## EXERCISE INSTRUCTIONS
How many lines in the material below contain the string "shirt"? Uppercase and lowercase count as different. Reply with the number only.

## THE RECORDS
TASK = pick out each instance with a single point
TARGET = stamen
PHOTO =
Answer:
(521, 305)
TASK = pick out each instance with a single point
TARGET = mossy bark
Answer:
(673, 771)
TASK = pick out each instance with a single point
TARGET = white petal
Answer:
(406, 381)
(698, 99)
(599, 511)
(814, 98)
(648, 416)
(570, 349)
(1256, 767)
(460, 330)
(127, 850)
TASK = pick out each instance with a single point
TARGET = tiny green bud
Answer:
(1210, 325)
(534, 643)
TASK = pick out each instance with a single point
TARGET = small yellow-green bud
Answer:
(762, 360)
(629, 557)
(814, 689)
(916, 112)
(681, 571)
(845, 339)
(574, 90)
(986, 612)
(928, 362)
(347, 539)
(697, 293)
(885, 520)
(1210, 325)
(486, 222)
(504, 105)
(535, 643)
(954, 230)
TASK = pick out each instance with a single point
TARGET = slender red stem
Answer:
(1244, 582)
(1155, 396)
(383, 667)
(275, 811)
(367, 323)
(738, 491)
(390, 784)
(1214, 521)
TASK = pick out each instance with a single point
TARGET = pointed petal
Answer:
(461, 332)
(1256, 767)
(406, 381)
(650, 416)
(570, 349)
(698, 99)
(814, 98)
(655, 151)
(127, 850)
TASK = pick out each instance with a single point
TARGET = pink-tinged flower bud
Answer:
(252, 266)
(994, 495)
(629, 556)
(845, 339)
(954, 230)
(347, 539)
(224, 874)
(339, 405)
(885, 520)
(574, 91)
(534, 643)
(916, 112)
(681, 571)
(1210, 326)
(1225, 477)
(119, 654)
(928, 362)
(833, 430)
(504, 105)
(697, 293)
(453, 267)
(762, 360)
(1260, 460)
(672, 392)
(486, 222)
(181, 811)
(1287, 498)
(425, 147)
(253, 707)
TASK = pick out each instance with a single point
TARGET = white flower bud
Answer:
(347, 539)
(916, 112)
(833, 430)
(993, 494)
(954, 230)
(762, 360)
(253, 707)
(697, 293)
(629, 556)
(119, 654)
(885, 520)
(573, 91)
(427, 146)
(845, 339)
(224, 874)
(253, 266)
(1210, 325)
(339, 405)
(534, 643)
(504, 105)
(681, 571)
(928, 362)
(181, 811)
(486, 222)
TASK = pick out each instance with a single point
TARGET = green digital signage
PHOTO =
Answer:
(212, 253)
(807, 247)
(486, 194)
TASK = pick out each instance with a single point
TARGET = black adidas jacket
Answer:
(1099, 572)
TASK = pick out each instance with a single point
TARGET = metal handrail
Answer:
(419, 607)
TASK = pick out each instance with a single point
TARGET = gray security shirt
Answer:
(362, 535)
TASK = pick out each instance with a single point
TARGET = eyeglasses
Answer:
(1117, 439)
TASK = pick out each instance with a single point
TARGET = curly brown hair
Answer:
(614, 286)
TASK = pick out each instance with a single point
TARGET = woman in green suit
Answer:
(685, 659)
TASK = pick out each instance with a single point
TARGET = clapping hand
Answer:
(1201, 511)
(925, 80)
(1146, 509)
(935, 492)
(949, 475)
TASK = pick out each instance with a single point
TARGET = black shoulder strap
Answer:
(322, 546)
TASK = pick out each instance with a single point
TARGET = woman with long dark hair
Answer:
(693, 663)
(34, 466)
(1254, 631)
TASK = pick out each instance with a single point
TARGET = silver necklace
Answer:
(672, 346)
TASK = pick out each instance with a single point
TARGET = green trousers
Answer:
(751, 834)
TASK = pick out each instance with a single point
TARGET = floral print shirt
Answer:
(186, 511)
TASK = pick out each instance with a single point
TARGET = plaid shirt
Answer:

## EXERCISE SOLUTION
3